**INSTRUCTIONS TO FOLLOW:** Could you render every line of the records below as a numbered list, skipping any blank lines?

Point labels for objects

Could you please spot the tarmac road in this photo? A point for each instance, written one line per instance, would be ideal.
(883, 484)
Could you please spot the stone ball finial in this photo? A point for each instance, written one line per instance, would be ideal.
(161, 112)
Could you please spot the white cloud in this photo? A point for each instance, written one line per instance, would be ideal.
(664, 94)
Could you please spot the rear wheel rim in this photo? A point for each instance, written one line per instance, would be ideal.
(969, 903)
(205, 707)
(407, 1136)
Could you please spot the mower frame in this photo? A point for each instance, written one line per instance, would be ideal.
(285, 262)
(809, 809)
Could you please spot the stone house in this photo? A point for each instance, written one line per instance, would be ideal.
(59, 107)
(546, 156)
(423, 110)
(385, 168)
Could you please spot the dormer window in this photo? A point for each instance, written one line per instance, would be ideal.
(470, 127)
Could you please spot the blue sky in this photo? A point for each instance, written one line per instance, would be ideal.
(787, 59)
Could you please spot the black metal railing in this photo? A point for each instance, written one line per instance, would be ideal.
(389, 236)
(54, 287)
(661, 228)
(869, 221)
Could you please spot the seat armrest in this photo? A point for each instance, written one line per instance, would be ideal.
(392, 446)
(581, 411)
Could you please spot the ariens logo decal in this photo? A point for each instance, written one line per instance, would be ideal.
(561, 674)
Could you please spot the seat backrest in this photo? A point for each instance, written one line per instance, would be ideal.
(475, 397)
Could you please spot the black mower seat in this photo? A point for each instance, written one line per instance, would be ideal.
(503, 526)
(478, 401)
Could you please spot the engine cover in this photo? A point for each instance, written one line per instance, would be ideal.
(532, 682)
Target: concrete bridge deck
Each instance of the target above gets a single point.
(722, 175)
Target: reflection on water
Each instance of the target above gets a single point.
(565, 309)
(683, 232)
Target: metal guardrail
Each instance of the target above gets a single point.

**RESPONSE:**
1. Could you please spot the tarmac road in this photo? A point for each instance, written one line per instance, would be ideal.
2. (883, 484)
3. Could you please spot the stone ball finial in this photo? A point for each instance, written one line per instance, would be ideal.
4. (161, 112)
5. Could you please spot the white cloud in this photo? A point for each instance, written one line per instance, would be ideal.
6. (664, 94)
7. Could you please spot the rear wheel rim in this photo? A point for each instance, written one line per instance, would be ideal.
8. (969, 903)
9. (205, 707)
10. (407, 1136)
11. Could you please spot the mower frame in this photo? A point for each instance, written one line per instance, would be ideal.
12. (285, 262)
13. (809, 809)
14. Could you please spot the stone house in this photo? A point for each instance, written one line per instance, would be ideal.
15. (59, 107)
16. (546, 156)
17. (423, 110)
18. (385, 168)
19. Could you please spot the dormer window in this photo? A point for each instance, written one line per instance, would be ideal.
20. (470, 127)
21. Could you please spot the blue sky in this photo? A point for each instance, written one line per instance, would be ideal.
22. (787, 59)
23. Could you please spot the black metal railing in this photo? A point for each instance, written one line per instance, would be ideal.
24. (389, 236)
25. (54, 287)
26. (661, 228)
27. (869, 221)
28. Could you please spot the seat armrest in this photo? A point for each instance, written one line per instance, would be ideal.
29. (392, 446)
30. (581, 411)
31. Could you please spot the ariens logo decal in this photo? A point for each instance, written one line per instance, would be ideal.
32. (561, 674)
33. Could you please spot the seat backrest in this photo? A point for each instance, written one line per instance, would be ideal.
34. (475, 397)
35. Could you please spot the black mower seat in this photo? A point for each instance, written one line per instance, would be ideal.
36. (503, 526)
37. (478, 401)
38. Could you please spot the engine cover in this photo? A point for each instance, written one line per instance, would be ideal.
39. (532, 682)
40. Target: concrete bridge deck
41. Each instance of the target above gets a single point.
42. (722, 175)
43. Target: reflection on water
44. Each instance of the target above gets a single point.
45. (565, 309)
46. (683, 232)
47. Target: metal guardrail
48. Each instance of the target above gets a single point.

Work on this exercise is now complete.